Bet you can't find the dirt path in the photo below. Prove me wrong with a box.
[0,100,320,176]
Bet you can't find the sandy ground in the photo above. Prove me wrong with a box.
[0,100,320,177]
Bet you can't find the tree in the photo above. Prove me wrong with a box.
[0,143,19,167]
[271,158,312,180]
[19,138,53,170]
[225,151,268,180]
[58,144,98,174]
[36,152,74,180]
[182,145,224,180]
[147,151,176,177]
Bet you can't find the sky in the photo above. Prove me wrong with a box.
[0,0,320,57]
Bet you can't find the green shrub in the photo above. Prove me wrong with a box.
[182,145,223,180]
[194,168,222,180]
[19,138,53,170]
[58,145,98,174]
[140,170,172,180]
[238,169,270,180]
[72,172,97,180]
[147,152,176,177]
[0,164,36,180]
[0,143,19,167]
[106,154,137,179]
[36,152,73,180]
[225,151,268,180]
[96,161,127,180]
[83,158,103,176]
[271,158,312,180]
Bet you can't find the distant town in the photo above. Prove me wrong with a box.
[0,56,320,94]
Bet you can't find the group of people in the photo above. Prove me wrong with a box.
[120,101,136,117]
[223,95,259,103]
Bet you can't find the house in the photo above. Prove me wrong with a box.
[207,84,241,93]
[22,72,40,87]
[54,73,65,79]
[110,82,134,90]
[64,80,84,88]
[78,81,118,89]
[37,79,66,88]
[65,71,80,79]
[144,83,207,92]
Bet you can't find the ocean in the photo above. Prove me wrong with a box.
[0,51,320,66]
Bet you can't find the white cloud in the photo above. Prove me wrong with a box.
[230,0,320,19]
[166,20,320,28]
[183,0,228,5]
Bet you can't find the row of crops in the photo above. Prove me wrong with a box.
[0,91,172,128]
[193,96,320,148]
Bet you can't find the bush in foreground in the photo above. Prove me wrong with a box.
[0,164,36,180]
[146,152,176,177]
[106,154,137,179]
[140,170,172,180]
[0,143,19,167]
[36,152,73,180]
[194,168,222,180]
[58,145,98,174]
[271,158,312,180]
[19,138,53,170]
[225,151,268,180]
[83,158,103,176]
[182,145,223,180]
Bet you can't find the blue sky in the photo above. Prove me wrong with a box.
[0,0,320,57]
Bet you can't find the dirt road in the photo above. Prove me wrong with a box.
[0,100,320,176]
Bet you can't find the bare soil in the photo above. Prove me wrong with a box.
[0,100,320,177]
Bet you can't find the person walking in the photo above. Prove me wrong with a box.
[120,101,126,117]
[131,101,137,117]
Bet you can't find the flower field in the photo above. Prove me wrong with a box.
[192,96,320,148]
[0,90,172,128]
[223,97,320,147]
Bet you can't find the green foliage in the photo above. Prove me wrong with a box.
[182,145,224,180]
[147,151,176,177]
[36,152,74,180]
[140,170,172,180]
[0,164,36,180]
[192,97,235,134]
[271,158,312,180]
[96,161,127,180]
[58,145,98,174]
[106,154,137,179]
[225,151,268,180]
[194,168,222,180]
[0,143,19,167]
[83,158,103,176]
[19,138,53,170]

Goal
Copy out every line of the listing above word for word, with nothing changed, added, or left out.

Exercise answer
Bet you can't find the dirt path in the photo below. Prove me wrong with a box.
[0,100,320,176]
Bet you can't find the sandy ground in the photo above. Prove me wrong with a box.
[0,100,320,177]
Bet you can't find the tree in the photo above. Prove me wrong with a box.
[0,143,19,167]
[271,158,312,180]
[19,138,53,170]
[225,151,268,180]
[58,144,98,174]
[36,152,74,180]
[182,145,224,180]
[147,151,176,177]
Bet you can't find the sky in the photo above. Prove me wrong with a box.
[0,0,320,57]
Bet you can't find the green shrub in the photo above. Prove me wrong with a box.
[182,145,223,180]
[194,168,222,180]
[19,138,53,170]
[58,145,98,174]
[140,170,172,180]
[238,169,270,180]
[72,172,97,180]
[147,152,176,177]
[0,164,36,180]
[0,143,19,167]
[106,154,137,179]
[36,152,73,180]
[225,151,268,180]
[96,161,127,180]
[83,158,103,176]
[271,158,312,180]
Bet you can't find the distant town in the photo above. Prove me wrong with a box.
[0,56,320,94]
Bet you can't find the group of people in the photo above. Prove me wrong with a box.
[120,101,136,117]
[223,95,259,103]
Bet you can't find the house in the photo above. Prove me wrong with a box.
[207,84,241,93]
[22,72,40,87]
[54,73,65,79]
[110,82,134,90]
[64,80,84,88]
[78,81,118,89]
[37,79,66,88]
[65,71,80,79]
[144,83,207,92]
Bet you can't find the ocean in the photo above. Prove me wrong with a box.
[0,51,320,66]
Bet you can't find the white cloud in the photo above. Prove me wrong with a box.
[230,0,320,19]
[166,20,320,28]
[183,0,228,5]
Bet you can't find the row of crops in the photo above. Prove me wrong with a box.
[0,91,172,128]
[193,96,320,148]
Bet you can't find the bush in foreground in the photo above. Prove me wrong with a box.
[0,164,36,180]
[146,152,176,177]
[106,154,137,179]
[140,170,172,180]
[0,143,19,167]
[36,152,73,180]
[194,168,222,180]
[58,145,98,174]
[271,158,312,180]
[19,138,53,170]
[225,151,268,180]
[83,158,103,176]
[182,145,223,180]
Bet you can't find the blue sky in the photo above. Prove me wrong with a box.
[0,0,320,57]
Bet you can't find the dirt road in the photo above. Prove me wrong with a box.
[0,100,320,176]
Bet you can't find the bare soil in the photo above. Prove me wrong with a box.
[0,100,320,177]
Bet you can't find the person walking in the photo above. Prove me wrong with a box.
[120,101,126,117]
[131,101,137,117]
Bet you can't find the flower field in the photo above. Prove me wrong with a box.
[192,96,320,148]
[0,90,172,128]
[223,97,320,147]
Bet you can't find the green foliage in the photo above. Prove me wrong with a box.
[182,145,224,180]
[147,151,176,177]
[36,152,74,180]
[140,170,172,180]
[0,164,36,180]
[192,97,235,134]
[271,158,312,180]
[96,161,127,180]
[58,145,98,174]
[106,154,137,179]
[225,151,268,180]
[194,168,222,180]
[0,143,19,167]
[83,158,103,176]
[19,138,53,170]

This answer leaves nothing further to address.